TASK STATEMENT =
Format the material below as a numbered list, omitting any blank lines.

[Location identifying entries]
** Start **
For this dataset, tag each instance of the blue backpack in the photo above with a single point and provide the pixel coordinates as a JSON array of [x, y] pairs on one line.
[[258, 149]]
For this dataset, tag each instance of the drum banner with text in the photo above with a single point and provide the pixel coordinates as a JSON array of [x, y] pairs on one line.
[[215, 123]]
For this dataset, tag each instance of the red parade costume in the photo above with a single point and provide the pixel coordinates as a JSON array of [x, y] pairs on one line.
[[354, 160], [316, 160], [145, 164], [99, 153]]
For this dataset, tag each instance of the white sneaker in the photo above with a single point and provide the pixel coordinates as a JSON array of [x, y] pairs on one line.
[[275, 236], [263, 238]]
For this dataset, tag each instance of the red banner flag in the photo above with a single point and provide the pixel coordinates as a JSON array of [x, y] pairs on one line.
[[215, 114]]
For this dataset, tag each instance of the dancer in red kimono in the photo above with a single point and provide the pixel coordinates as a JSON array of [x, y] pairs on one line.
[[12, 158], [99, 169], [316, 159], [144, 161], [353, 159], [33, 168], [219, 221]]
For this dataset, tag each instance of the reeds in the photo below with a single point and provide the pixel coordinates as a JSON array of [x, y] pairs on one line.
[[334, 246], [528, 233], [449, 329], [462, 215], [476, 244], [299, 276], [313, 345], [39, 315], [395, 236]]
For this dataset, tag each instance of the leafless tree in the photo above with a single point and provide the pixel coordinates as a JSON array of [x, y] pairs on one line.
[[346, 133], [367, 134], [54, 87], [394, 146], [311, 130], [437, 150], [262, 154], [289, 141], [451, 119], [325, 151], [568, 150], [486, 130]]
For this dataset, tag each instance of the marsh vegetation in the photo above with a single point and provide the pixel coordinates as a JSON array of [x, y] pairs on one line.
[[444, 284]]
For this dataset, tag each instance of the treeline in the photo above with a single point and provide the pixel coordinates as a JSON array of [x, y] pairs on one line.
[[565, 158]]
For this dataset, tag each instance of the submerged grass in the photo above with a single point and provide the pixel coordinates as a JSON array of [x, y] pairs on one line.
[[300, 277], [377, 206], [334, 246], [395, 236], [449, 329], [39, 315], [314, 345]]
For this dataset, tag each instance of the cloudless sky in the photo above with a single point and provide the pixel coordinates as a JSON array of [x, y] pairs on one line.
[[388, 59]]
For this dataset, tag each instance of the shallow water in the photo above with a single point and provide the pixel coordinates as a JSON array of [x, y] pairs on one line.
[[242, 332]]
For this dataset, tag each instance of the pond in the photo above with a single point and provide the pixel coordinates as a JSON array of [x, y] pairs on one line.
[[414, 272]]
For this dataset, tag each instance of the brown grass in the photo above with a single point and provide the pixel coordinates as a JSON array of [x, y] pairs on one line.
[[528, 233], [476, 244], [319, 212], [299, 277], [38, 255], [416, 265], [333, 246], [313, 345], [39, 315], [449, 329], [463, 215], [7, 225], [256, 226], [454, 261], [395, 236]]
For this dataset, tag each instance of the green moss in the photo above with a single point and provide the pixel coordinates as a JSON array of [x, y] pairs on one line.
** End **
RESPONSE =
1. For this dataset, tag each instance of the blue backpack in the photo above with a single point and provide the pixel coordinates as a JSON array of [x, y] pairs on one line.
2. [[258, 149]]
3. For this dataset, tag each instance of the drum banner with text in the photo above with a single point and provide the pixel coordinates as a JSON array of [x, y] pairs on one line.
4. [[215, 123]]
5. For this dataset, tag each instance of the red parade costume in the photo above with a single point and provide the pixel coordinates as a JSON array of [x, y] pairs on one line.
6. [[354, 160], [316, 160], [145, 164], [99, 153]]
7. For this dataset, tag each instance of the white sneaker in the photo above with a single point and provide the pixel coordinates as a JSON array of [x, y] pairs on one line.
8. [[275, 236], [263, 238]]
9. For this dataset, tag each instance of the red banner flag in the photo above with a single point and provide the pixel coordinates as a JSON array of [x, y] pairs on one line.
10. [[215, 114]]
11. For this dataset, tag each instance of the dancer in red kimono in the photo above with a single point and provide the pixel coordinates as a JSON array of [x, y] pairs on one line.
12. [[12, 158], [99, 169], [316, 159], [144, 161], [353, 159], [33, 168], [219, 221]]
13. For this dataset, tag each instance of the reeds in the photo below with a single point and provide the pixel coordinates as a JSON array of [x, y] pairs on one line.
14. [[334, 246], [528, 233], [449, 329], [462, 215], [476, 244], [299, 276], [313, 345], [39, 315], [395, 236]]
15. For this dataset, tag each instance of the leafless tree in the photo above with a single point and provide the pixel coordinates as a JSON array of [x, y] pairs on one line.
16. [[346, 133], [367, 134], [54, 87], [394, 146], [311, 130], [437, 150], [262, 154], [289, 141], [451, 119], [325, 151], [568, 150], [486, 130]]
17. For this dataset, tag each instance of the marsh vegetation in the photo above with a single point and provide the pixel coordinates as a JSON array of [x, y] pairs on one line.
18. [[444, 284]]
19. For this dataset, tag each instance of the treeline in the photo above with a single point and provide the pixel coordinates as a JSON array of [x, y] pairs on one line.
20. [[565, 158]]
21. For this dataset, tag each instance of the submerged grass in the photo above with a single point and provide the pixel coordinates as a JSON array of [x, y] pairs on one line.
22. [[300, 277], [377, 206], [334, 246], [395, 236], [449, 329], [39, 315], [314, 345]]
23. For this dataset, tag each instance of the cloudless sky in the photo above with a single point and provide the pixel coordinates as a JSON array of [x, y] pairs on one line.
24. [[388, 59]]
25. For this dataset, tag each instance of the shallow water in the photo above with a single point and provide the pixel coordinates as a JSON array of [x, y] pairs on one line.
26. [[242, 332]]
27. For this dataset, tag each instance of the pond in the photo above with a single point and provide the pixel coordinates as a JSON array of [x, y] pairs on one line.
28. [[414, 272]]
29. For this dataset, tag each instance of the brown grass in the photo above with a single point and provide the pixel coordinates as a JSON array of [x, y] pairs on one line.
30. [[528, 233], [476, 244], [319, 212], [299, 277], [38, 255], [416, 265], [333, 246], [313, 345], [39, 315], [449, 329], [463, 215], [7, 225], [256, 226], [454, 261], [395, 236]]
31. For this dataset, tag each instance of the green moss in the photo above with a single point and provide the pixel coordinates as a JSON array of [x, y] pairs on one line.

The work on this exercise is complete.